▶ [PROBLEM TO WORK ON]: Gather every line in the records below that contains the word "player".

▶ [RECORDS FOR THIS TASK]:
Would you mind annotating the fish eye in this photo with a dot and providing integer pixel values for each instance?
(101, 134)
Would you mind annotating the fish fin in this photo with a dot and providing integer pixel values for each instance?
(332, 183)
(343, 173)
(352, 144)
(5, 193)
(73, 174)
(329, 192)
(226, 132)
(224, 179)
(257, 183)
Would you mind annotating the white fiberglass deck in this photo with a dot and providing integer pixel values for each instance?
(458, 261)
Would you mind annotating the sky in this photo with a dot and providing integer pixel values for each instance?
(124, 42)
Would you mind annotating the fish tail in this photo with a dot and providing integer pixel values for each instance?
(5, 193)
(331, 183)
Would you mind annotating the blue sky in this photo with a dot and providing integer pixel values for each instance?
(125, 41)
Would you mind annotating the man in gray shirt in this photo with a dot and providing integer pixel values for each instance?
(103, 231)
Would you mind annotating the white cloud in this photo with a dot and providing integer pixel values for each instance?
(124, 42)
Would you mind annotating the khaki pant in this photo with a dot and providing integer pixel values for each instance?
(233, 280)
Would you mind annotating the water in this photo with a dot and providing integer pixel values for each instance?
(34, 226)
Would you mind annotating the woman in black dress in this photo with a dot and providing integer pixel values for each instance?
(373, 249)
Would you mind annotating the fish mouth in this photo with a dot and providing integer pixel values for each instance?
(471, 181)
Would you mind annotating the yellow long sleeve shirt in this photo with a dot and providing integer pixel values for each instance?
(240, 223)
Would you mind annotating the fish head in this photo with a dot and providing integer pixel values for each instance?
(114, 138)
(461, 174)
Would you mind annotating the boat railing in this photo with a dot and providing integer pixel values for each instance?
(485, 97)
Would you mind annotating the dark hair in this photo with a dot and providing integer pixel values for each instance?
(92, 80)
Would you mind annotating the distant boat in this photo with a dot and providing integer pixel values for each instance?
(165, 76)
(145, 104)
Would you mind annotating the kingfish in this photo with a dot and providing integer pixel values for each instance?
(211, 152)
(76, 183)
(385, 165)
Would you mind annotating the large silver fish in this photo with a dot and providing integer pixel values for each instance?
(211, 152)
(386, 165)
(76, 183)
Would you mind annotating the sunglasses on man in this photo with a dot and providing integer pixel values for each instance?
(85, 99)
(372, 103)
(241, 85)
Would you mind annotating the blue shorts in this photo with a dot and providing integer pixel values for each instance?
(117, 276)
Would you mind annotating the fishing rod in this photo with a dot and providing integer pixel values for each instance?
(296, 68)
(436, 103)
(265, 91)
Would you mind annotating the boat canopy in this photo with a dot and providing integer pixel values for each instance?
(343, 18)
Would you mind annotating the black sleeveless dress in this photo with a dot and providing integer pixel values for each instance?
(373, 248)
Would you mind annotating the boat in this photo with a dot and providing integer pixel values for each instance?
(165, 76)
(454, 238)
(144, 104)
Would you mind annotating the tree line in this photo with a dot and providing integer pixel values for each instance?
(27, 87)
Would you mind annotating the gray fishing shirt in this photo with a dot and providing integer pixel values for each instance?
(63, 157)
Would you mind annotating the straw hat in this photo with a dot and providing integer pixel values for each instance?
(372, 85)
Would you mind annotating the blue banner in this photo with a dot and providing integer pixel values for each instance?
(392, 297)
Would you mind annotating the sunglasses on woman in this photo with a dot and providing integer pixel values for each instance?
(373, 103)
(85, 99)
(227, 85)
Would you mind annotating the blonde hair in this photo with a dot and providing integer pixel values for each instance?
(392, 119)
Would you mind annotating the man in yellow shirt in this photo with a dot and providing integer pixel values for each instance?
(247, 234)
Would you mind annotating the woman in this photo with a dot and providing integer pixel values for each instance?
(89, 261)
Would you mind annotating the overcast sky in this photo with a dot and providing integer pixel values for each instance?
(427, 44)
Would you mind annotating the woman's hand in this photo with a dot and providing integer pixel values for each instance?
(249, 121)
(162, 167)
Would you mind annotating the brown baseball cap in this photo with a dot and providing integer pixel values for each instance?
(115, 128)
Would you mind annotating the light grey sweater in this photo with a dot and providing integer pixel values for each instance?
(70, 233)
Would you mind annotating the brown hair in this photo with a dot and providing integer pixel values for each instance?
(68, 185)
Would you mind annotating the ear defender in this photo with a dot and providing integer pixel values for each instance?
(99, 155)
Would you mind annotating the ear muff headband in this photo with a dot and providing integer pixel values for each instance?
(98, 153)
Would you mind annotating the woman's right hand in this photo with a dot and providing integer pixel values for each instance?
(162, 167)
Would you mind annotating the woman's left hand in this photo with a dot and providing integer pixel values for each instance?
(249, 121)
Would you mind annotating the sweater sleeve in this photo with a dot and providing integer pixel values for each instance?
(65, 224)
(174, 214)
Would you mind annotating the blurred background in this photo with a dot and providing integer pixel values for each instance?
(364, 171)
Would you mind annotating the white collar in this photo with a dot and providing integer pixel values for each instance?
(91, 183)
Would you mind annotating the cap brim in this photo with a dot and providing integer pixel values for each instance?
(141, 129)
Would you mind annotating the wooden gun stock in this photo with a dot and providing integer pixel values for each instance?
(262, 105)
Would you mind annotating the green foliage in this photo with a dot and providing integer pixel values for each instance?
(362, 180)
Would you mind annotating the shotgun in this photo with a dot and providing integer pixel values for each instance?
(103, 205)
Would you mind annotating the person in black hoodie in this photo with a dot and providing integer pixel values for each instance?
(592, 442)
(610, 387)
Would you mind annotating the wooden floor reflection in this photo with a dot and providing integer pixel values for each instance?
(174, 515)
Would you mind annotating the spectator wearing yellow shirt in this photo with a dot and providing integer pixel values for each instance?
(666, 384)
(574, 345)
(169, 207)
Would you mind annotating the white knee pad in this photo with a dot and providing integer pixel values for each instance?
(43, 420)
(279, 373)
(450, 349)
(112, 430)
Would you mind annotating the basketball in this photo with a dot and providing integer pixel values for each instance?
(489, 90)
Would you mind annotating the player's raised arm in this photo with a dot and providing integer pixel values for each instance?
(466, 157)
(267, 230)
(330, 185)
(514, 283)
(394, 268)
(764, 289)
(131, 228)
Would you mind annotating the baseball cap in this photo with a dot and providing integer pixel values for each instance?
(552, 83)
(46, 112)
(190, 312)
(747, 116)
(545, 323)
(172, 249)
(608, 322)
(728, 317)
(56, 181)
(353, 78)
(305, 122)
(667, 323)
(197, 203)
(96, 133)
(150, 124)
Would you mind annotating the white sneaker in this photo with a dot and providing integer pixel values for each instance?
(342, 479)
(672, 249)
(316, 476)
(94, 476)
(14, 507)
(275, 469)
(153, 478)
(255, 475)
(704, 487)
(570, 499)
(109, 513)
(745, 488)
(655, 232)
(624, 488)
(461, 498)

==

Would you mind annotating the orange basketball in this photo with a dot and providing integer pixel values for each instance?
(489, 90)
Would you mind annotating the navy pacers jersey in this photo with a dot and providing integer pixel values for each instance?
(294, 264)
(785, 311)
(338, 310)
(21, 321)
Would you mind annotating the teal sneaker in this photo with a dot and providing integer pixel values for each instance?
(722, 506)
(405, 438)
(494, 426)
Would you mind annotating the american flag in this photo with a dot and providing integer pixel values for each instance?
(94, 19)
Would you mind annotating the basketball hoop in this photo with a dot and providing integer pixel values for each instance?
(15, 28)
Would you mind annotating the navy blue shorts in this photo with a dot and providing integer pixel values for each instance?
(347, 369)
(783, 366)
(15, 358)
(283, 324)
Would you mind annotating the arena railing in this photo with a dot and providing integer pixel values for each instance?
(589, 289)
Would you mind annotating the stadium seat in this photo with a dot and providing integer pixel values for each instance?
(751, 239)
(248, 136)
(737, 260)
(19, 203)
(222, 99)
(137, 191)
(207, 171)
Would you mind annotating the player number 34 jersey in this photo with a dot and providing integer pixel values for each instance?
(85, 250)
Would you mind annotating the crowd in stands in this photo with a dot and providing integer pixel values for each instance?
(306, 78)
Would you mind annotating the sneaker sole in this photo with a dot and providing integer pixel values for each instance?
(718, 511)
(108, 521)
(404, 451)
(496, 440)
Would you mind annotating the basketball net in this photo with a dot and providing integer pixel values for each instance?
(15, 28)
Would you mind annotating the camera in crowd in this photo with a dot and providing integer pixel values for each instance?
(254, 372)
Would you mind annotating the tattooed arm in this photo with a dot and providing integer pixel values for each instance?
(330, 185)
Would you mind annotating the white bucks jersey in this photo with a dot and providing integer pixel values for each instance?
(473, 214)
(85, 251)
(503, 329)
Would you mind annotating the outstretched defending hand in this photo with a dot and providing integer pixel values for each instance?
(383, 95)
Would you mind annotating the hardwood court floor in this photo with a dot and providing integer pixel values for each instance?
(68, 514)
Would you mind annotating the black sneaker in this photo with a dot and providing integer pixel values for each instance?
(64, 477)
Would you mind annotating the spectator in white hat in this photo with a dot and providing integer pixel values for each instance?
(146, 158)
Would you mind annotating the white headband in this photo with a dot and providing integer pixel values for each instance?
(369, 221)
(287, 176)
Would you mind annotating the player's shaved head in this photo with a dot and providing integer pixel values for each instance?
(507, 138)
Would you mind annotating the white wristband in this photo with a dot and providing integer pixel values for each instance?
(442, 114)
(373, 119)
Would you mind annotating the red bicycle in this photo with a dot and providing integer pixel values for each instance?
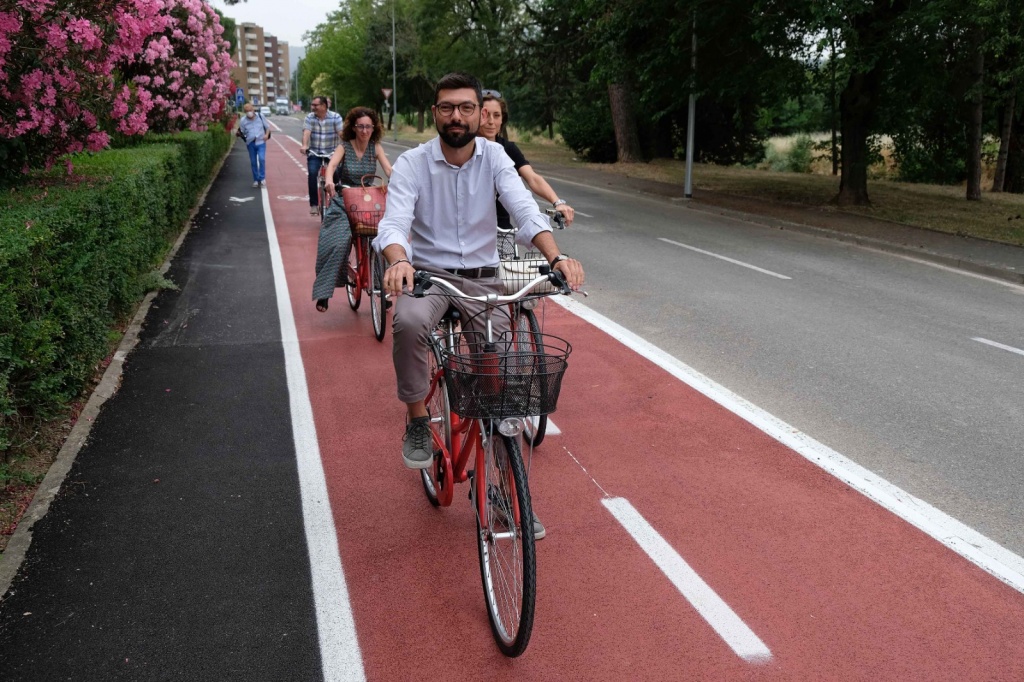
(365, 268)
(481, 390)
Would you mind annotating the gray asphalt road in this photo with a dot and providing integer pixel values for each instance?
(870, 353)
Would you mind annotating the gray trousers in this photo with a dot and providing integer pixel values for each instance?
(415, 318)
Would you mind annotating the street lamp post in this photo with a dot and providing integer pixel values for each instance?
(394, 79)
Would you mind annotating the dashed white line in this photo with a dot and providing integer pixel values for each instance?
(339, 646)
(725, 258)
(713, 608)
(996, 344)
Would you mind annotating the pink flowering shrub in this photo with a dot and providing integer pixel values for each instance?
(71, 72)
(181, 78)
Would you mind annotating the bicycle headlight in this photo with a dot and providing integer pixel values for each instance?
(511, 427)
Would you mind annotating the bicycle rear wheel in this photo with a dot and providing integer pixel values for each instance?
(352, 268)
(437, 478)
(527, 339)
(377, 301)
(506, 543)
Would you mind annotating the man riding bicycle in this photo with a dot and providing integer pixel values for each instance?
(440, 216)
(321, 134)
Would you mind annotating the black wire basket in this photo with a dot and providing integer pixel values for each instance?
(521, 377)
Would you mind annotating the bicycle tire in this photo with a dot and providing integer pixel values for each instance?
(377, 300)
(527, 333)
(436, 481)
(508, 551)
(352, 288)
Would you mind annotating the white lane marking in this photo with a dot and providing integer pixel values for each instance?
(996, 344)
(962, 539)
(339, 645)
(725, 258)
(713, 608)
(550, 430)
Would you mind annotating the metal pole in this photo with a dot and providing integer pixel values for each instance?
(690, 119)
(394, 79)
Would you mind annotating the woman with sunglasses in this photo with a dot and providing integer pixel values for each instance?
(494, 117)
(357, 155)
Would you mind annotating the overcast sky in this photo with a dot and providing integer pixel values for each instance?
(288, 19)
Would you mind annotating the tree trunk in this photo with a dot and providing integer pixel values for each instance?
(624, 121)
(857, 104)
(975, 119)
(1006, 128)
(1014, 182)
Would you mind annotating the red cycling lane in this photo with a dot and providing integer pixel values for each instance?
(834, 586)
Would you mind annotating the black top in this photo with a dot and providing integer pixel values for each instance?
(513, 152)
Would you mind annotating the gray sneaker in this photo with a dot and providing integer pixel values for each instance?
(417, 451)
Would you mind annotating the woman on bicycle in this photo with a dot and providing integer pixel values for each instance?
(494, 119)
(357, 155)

▶ [SOLUTION TO THIS TASK]:
Would you mind annotating the player's raised arm in this photo with a dot and providing integer pixel values for each instance?
Would you mind annotating the player number 34 jersey in this photo with a dot and providing integer pixel values for each instance?
Would you mind annotating the player's shaved head in this photo with a dot and providing integer pixel values for each instance?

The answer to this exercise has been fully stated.